BEGIN DATA TO USE

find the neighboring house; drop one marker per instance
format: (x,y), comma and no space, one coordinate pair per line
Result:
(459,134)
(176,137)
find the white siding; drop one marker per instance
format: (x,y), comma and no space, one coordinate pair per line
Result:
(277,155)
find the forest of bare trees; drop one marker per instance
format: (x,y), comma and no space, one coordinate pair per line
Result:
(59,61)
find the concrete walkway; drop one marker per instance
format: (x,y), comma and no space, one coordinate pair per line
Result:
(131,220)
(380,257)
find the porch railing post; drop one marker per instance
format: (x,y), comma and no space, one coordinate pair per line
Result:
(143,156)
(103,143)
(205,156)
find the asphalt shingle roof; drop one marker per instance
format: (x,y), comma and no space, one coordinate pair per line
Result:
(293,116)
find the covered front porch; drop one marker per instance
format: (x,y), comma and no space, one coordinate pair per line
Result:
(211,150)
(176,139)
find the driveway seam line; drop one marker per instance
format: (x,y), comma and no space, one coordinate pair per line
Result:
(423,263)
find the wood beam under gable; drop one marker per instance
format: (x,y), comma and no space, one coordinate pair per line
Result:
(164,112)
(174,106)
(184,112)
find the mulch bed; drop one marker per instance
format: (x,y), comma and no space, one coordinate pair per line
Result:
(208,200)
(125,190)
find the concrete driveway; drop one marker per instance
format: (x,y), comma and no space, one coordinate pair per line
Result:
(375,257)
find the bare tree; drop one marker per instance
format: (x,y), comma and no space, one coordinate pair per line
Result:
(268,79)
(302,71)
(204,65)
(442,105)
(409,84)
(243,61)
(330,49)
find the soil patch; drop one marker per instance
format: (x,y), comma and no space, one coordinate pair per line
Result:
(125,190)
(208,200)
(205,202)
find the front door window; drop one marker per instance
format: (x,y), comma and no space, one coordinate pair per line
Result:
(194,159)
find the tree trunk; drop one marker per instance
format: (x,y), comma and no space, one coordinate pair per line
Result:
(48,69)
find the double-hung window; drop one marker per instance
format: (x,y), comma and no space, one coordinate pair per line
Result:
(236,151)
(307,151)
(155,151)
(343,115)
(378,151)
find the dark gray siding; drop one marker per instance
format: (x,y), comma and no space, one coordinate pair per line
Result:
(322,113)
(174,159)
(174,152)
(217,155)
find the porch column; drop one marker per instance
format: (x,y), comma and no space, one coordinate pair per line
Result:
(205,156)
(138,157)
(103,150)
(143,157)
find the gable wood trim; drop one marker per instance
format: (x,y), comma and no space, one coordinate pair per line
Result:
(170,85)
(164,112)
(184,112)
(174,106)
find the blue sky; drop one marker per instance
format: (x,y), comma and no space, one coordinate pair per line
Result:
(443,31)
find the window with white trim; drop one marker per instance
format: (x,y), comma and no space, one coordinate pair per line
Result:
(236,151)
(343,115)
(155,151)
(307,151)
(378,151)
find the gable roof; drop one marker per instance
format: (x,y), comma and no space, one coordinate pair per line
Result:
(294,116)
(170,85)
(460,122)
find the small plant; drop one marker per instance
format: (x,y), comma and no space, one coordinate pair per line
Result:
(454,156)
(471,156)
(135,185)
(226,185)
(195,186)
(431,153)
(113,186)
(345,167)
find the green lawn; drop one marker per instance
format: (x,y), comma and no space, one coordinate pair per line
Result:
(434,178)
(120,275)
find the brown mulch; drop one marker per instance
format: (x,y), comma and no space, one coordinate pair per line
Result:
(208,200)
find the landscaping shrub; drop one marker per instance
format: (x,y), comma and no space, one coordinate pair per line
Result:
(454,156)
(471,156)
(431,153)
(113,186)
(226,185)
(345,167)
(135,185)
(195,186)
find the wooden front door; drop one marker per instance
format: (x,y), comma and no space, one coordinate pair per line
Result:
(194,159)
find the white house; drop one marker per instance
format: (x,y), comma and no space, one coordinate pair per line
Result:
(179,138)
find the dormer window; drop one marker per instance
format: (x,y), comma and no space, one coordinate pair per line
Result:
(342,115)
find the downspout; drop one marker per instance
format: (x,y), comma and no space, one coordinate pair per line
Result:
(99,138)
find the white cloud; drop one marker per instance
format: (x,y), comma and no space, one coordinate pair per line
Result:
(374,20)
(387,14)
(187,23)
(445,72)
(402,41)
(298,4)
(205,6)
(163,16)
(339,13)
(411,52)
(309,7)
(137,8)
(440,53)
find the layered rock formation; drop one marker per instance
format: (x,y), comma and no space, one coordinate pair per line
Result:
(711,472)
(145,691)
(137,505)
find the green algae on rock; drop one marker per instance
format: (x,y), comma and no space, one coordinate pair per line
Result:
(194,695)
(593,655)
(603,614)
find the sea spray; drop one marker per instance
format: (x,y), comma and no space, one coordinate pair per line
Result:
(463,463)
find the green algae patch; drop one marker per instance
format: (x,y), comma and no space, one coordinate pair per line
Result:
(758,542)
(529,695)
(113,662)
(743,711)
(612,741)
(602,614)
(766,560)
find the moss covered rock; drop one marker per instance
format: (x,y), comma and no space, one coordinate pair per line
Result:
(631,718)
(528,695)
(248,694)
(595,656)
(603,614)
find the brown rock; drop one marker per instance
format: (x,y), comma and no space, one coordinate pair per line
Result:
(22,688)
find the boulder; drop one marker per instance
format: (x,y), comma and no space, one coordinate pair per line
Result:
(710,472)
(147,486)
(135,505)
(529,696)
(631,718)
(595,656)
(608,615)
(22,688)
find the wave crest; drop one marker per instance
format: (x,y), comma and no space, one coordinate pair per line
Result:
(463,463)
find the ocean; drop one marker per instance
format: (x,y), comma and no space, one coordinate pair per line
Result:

END DATA TO USE

Scan the material line by line and report each one that contains "window".

find the front door window; drop one marker per instance
find the double-hung window; drop one marker per instance
find the window with white trim; drop one marker per instance
find the dormer window; drop one marker per instance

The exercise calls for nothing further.